Required work:
Could you render every line of the records below as a numbered list, leaving out any blank lines?

Source data:

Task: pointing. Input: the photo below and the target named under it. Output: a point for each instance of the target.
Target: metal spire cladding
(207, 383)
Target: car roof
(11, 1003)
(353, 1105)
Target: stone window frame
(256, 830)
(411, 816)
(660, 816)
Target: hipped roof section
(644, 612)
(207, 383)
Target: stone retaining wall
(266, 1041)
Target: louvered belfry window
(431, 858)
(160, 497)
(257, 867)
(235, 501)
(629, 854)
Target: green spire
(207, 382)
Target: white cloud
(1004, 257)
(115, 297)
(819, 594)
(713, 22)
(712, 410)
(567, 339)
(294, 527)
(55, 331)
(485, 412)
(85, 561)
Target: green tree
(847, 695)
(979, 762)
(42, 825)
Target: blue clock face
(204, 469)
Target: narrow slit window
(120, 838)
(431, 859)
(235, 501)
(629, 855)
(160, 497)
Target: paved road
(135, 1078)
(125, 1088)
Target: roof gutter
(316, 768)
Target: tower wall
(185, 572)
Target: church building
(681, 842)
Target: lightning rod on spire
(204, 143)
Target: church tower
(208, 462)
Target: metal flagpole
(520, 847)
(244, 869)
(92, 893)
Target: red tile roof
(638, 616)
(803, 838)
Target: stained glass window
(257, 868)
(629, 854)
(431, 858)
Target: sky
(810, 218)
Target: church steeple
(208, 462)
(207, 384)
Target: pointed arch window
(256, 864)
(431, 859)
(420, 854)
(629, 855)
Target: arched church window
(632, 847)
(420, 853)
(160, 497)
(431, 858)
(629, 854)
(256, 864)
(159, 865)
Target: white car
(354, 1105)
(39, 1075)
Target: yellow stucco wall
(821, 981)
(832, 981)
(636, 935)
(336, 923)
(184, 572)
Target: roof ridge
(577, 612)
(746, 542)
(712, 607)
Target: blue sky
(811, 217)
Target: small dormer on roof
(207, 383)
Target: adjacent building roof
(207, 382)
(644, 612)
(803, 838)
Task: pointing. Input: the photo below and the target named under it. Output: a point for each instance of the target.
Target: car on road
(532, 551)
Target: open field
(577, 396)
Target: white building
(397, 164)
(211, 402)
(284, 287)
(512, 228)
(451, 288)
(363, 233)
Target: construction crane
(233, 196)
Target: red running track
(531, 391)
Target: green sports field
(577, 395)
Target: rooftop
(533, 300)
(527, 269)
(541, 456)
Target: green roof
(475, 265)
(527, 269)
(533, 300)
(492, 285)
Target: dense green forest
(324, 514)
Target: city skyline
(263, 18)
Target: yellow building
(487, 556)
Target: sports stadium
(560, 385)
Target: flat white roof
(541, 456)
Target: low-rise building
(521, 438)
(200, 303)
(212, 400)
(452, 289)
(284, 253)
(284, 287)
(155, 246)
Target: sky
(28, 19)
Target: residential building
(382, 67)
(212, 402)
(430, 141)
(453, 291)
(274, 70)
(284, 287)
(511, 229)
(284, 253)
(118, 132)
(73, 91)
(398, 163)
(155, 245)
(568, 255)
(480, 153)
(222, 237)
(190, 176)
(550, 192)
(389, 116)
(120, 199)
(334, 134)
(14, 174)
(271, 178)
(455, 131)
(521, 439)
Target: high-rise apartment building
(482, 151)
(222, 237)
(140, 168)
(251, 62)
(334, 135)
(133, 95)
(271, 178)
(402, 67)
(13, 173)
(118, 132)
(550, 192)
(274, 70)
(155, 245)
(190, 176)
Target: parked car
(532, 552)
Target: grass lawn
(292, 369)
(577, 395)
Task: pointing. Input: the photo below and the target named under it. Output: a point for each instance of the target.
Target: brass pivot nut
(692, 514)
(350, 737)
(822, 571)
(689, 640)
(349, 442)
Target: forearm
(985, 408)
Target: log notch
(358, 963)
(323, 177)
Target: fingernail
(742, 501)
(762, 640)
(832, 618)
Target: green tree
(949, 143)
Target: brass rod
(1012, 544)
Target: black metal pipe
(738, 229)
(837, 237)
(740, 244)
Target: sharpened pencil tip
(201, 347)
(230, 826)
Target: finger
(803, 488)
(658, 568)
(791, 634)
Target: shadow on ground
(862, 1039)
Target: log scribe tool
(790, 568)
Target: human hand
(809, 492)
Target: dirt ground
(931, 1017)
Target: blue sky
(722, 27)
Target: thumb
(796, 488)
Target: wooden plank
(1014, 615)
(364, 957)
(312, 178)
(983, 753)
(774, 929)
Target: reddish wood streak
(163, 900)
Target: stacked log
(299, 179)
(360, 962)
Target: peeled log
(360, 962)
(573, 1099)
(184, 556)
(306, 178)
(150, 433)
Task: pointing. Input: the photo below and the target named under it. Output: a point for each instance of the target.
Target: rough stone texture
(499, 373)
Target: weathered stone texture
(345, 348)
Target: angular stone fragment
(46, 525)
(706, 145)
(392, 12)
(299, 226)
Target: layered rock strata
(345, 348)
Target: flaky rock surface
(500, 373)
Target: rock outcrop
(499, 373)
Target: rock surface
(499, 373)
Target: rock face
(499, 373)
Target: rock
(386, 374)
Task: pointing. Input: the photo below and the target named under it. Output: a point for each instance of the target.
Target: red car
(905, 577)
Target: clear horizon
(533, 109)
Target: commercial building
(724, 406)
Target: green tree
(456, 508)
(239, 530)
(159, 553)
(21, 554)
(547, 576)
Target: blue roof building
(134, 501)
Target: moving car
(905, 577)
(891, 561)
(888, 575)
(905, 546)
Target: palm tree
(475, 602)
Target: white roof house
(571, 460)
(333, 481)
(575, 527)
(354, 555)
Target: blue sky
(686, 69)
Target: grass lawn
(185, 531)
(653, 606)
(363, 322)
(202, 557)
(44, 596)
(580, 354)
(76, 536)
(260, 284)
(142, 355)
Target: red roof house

Right answer:
1. Task: pointing. Input: the photo below and the target named under it. Output: a point for each instance of the target.
2. Target: metal spire cladding
3. (207, 383)
4. Target: car roof
5. (11, 1003)
6. (353, 1105)
7. Target: stone window frame
8. (256, 830)
9. (411, 816)
10. (660, 816)
11. Target: hipped roof section
12. (644, 612)
13. (207, 383)
14. Target: stone retaining wall
15. (266, 1041)
16. Target: louvered belfry window
17. (431, 858)
18. (160, 497)
19. (257, 867)
20. (235, 501)
21. (629, 854)
22. Target: green spire
23. (207, 382)
24. Target: white cloud
25. (1004, 257)
26. (115, 297)
27. (819, 594)
28. (713, 22)
29. (712, 410)
30. (567, 339)
31. (294, 527)
32. (55, 331)
33. (485, 412)
34. (85, 561)
35. Target: green tree
36. (847, 695)
37. (979, 762)
38. (42, 825)
39. Target: blue clock face
40. (204, 469)
41. Target: narrow slit window
42. (120, 838)
43. (431, 859)
44. (235, 501)
45. (629, 855)
46. (160, 497)
47. Target: paved road
48. (135, 1078)
49. (125, 1088)
50. Target: roof gutter
51. (316, 768)
52. Target: tower wall
53. (185, 572)
54. Target: church building
55. (681, 842)
56. Target: lightning rod on spire
57. (204, 143)
58. Target: church tower
59. (208, 462)
60. Target: metal flagpole
61. (520, 847)
62. (244, 869)
63. (92, 893)
64. Target: red tile roof
65. (638, 616)
66. (803, 838)
67. Target: stained glass window
68. (257, 868)
69. (629, 854)
70. (431, 858)
71. Target: sky
72. (810, 218)
73. Target: church steeple
74. (208, 462)
75. (207, 384)
76. Target: pointed arch window
77. (256, 864)
78. (431, 859)
79. (420, 854)
80. (629, 855)
81. Target: arched church window
82. (632, 847)
83. (420, 853)
84. (160, 497)
85. (431, 858)
86. (629, 854)
87. (256, 864)
88. (159, 865)
89. Target: white car
90. (354, 1105)
91. (39, 1075)
92. Target: yellow stucco wall
93. (821, 981)
94. (832, 981)
95. (636, 935)
96. (336, 923)
97. (184, 572)
98. Target: roof ridge
99. (577, 612)
100. (746, 542)
101. (712, 607)
102. Target: blue sky
103. (811, 217)
104. Target: small dormer on roof
105. (207, 383)
106. Target: adjacent building roof
107. (207, 382)
108. (644, 612)
109. (803, 838)
110. Task: pointing. Input: the photo below and the target named under it. Output: a point for each instance of the target.
111. Target: car on road
112. (532, 551)
113. Target: open field
114. (577, 396)
115. Target: white building
116. (397, 164)
117. (211, 402)
118. (284, 287)
119. (512, 228)
120. (451, 288)
121. (363, 233)
122. Target: construction crane
123. (233, 196)
124. Target: red running track
125. (531, 391)
126. Target: green sports field
127. (577, 395)
128. Target: rooftop
129. (533, 300)
130. (527, 269)
131. (541, 456)
132. Target: green roof
133. (475, 265)
134. (527, 269)
135. (533, 300)
136. (492, 285)
137. Target: dense green forest
138. (324, 514)
139. Target: city skyline
140. (263, 18)
141. Target: yellow building
142. (487, 556)
143. Target: sports stadium
144. (560, 385)
145. Target: flat white roof
146. (541, 456)
147. Target: low-rise building
148. (521, 438)
149. (200, 303)
150. (212, 400)
151. (452, 289)
152. (284, 253)
153. (284, 287)
154. (155, 246)
155. Target: sky
156. (28, 19)
157. Target: residential building
158. (382, 67)
159. (212, 402)
160. (430, 141)
161. (453, 291)
162. (274, 70)
163. (284, 287)
164. (511, 229)
165. (284, 253)
166. (118, 132)
167. (73, 91)
168. (398, 163)
169. (155, 245)
170. (568, 255)
171. (480, 153)
172. (222, 237)
173. (190, 176)
174. (550, 192)
175. (389, 116)
176. (120, 199)
177. (334, 134)
178. (14, 174)
179. (271, 178)
180. (455, 131)
181. (521, 439)
182. Target: high-rise apartment building
183. (482, 151)
184. (222, 237)
185. (140, 168)
186. (251, 62)
187. (334, 135)
188. (133, 95)
189. (271, 178)
190. (402, 67)
191. (13, 173)
192. (118, 132)
193. (550, 192)
194. (274, 70)
195. (155, 245)
196. (190, 176)
197. Target: parked car
198. (532, 552)
199. Target: grass lawn
200. (292, 369)
201. (577, 395)
202. Task: pointing. Input: the photo below and the target named under it. Output: a point for each instance of the target.
203. Target: brass pivot nut
204. (692, 514)
205. (350, 737)
206. (822, 571)
207. (689, 640)
208. (349, 442)
209. Target: forearm
210. (985, 408)
211. Target: log notch
212. (358, 963)
213. (323, 177)
214. Target: fingernail
215. (742, 501)
216. (762, 640)
217. (832, 618)
218. Target: green tree
219. (949, 143)
220. Target: brass rod
221. (1012, 544)
222. Target: black metal pipe
223. (738, 229)
224. (837, 237)
225. (740, 244)
226. Target: sharpened pencil tip
227. (201, 347)
228. (230, 826)
229. Target: finger
230. (803, 488)
231. (658, 568)
232. (791, 634)
233. Target: shadow on ground
234. (862, 1039)
235. Target: log scribe tool
236. (790, 568)
237. Target: human hand
238. (809, 492)
239. Target: dirt ground
240. (931, 1017)
241. Target: blue sky
242. (722, 27)
243. Target: thumb
244. (796, 488)
245. Target: wooden plank
246. (1014, 615)
247. (364, 957)
248. (312, 178)
249. (983, 753)
250. (774, 929)
251. Target: reddish wood streak
252. (163, 900)
253. Target: stacked log
254. (299, 179)
255. (360, 962)
256. Target: peeled log
257. (360, 962)
258. (573, 1099)
259. (184, 556)
260. (306, 178)
261. (150, 433)
262. Task: pointing. Input: the photo below and the target named under it. Output: a point for each instance of the target.
263. Target: rough stone texture
264. (499, 373)
265. Target: weathered stone texture
266. (345, 348)
267. Target: angular stone fragment
268. (46, 525)
269. (706, 145)
270. (392, 12)
271. (299, 226)
272. Target: layered rock strata
273. (345, 348)
274. Target: flaky rock surface
275. (500, 373)
276. Target: rock outcrop
277. (499, 373)
278. Target: rock surface
279. (499, 373)
280. Target: rock face
281. (499, 373)
282. Target: rock
283. (386, 374)
284. Task: pointing. Input: the photo below and the target named under it. Output: a point for each instance of the target.
285. Target: red car
286. (905, 577)
287. Target: clear horizon
288. (533, 109)
289. Target: commercial building
290. (724, 406)
291. Target: green tree
292. (456, 508)
293. (239, 530)
294. (159, 553)
295. (21, 554)
296. (547, 576)
297. Target: blue roof building
298. (134, 501)
299. Target: moving car
300. (905, 577)
301. (891, 561)
302. (888, 575)
303. (905, 546)
304. Target: palm tree
305. (475, 602)
306. Target: white roof house
307. (571, 460)
308. (333, 481)
309. (575, 527)
310. (354, 555)
311. Target: blue sky
312. (686, 69)
313. Target: grass lawn
314. (185, 531)
315. (653, 606)
316. (363, 322)
317. (202, 557)
318. (44, 596)
319. (580, 354)
320. (76, 536)
321. (260, 284)
322. (142, 355)
323. Target: red roof house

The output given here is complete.